§ Task requirements:
Every line containing the word "part" must be pulled from the records.

§ Data:

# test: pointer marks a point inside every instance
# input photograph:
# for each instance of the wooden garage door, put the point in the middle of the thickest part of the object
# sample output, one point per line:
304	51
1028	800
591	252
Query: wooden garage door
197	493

* * *

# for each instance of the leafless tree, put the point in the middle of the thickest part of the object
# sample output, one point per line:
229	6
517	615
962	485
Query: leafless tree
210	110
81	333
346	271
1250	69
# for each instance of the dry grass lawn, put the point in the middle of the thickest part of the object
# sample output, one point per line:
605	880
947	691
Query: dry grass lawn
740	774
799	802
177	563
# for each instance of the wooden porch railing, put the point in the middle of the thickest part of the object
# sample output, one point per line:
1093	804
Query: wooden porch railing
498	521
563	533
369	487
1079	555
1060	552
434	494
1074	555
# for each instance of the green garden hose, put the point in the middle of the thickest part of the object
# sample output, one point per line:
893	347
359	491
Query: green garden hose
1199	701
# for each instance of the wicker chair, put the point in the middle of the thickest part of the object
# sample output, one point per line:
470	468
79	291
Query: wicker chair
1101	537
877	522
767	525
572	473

* * *

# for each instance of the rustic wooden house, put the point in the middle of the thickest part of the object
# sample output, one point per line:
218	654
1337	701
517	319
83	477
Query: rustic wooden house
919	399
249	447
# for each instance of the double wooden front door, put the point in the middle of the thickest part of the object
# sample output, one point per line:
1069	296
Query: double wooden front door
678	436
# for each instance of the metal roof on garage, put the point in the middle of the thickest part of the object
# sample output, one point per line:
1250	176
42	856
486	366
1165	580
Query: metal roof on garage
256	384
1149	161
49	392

§ Output below:
# for each instance of the wooden garage door, put the point in the middle of the thickest part of the object
# for each instance of the leafless tree, put the point in the middle of the thickest part of the object
# for each instance of the dry grass lawn, put the point in the middle of the thickest part of the object
# for each instance of the wooden porch railing, put the point in the middle of the thickest part of the object
# for each instance of the green garden hose, put the point in the middle of the thickest part of the object
# for each instance of the wicker chair, put the point in the middle of the thickest part of the object
# for each instance of the rustic wooden house, put the point in the middle of the thickest part of the object
# for each instance of the double wooden front door, put the point in the middle of the thickest part of the object
# for each instance of the metal roof on garage, put the point in the middle of the thickest part of the object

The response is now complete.